Limits of Monetary Policy

Buying $600 bln worth of US Treasuries, the Federal Reserve has flooded the market with liquidity and driven up asset and commodity prices.

Its Treasury purchases reduce the quantity of risk free assets, forcing investors to buy riskier assets. Commodities are among those risky assets.

By monetizing the debt, the Federal Reserve is debasing paper money and investors are seeking for tangible assets, things that hurt when you drop them on your foot, as one colorful commentator put it.

Federal Reserve Chairman Bernanke spent a great deal of time in a recent speech trying to refute those arguments. There is good reason to suspect he is correct, though it flies in the face of conventional wisdom. Do not worry, we don’t have to discuss the finer points of the conduct of monetary policy and the fact that the reserves the Fed has created are still sitting there at the Fed. And we don’t have to examine a bunch of charts that would show that commodities had turned up months before QEII was anticipated or signaled.

* **Recorded data**:
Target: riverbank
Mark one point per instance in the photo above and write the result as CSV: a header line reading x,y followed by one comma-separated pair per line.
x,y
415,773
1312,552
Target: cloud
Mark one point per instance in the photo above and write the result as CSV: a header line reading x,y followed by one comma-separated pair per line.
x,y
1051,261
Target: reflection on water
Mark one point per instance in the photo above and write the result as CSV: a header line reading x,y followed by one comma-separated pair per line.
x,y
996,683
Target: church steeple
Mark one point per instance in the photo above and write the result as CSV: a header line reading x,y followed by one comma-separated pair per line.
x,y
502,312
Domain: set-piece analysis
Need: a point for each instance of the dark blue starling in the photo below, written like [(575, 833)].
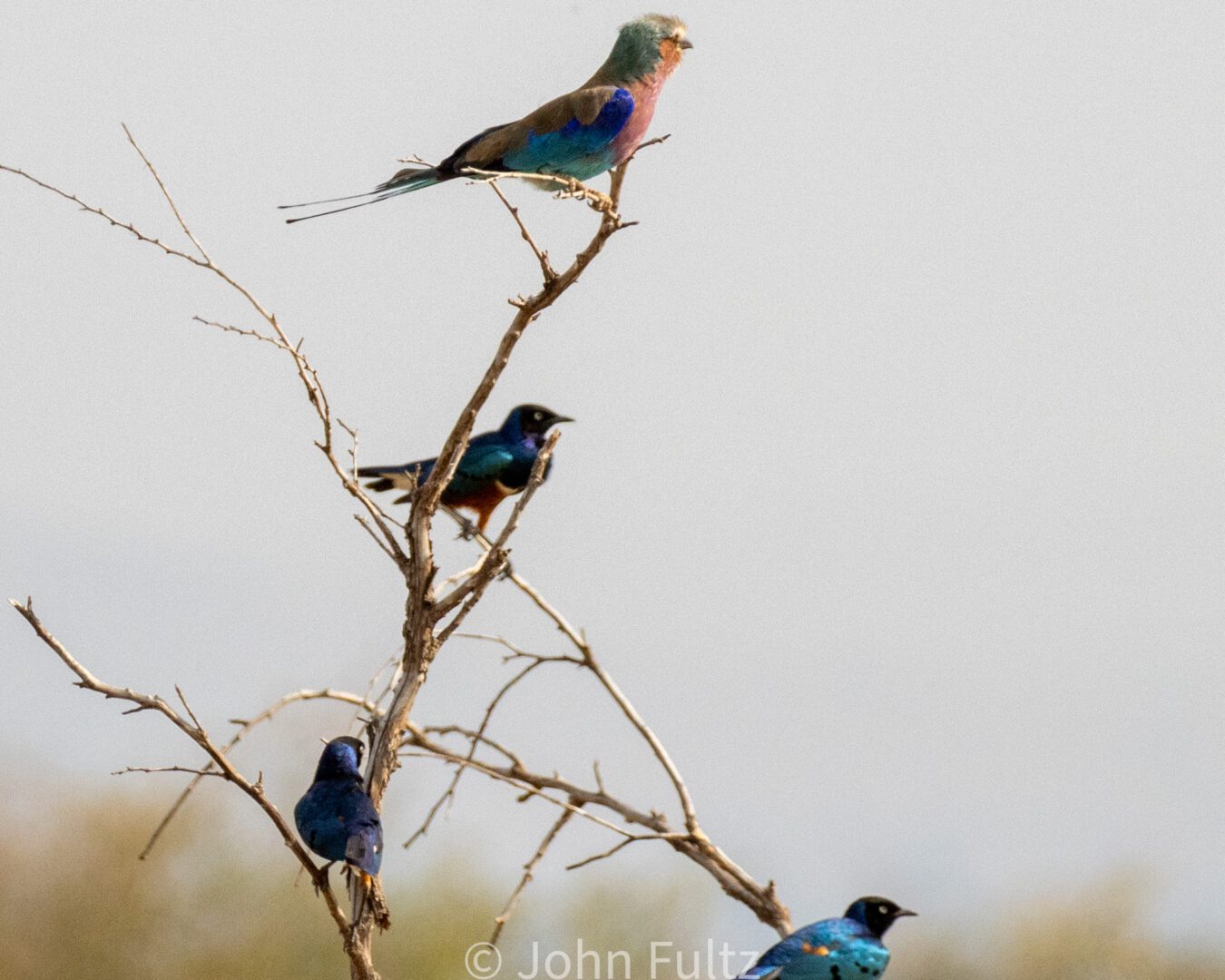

* **Required tasks**:
1) Repeat the monetary policy text word for word, from "Its Treasury purchases" up to and including "anticipated or signaled.".
2) According to the monetary policy text, how much in US Treasuries has the Federal Reserve bought?
You won't need the data for this.

* **Answers by task**:
1)
Its Treasury purchases reduce the quantity of risk free assets, forcing investors to buy riskier assets. Commodities are among those risky assets.

By monetizing the debt, the Federal Reserve is debasing paper money and investors are seeking for tangible assets, things that hurt when you drop them on your foot, as one colorful commentator put it.

Federal Reserve Chairman Bernanke spent a great deal of time in a recent speech trying to refute those arguments. There is good reason to suspect he is correct, though it flies in the face of conventional wisdom. Do not worry, we don’t have to discuss the finer points of the conduct of monetary policy and the fact that the reserves the Fed has created are still sitting there at the Fed. And we don’t have to examine a bunch of charts that would show that commodities had turned up months before QEII was anticipated or signaled.

2) $600 bln worth.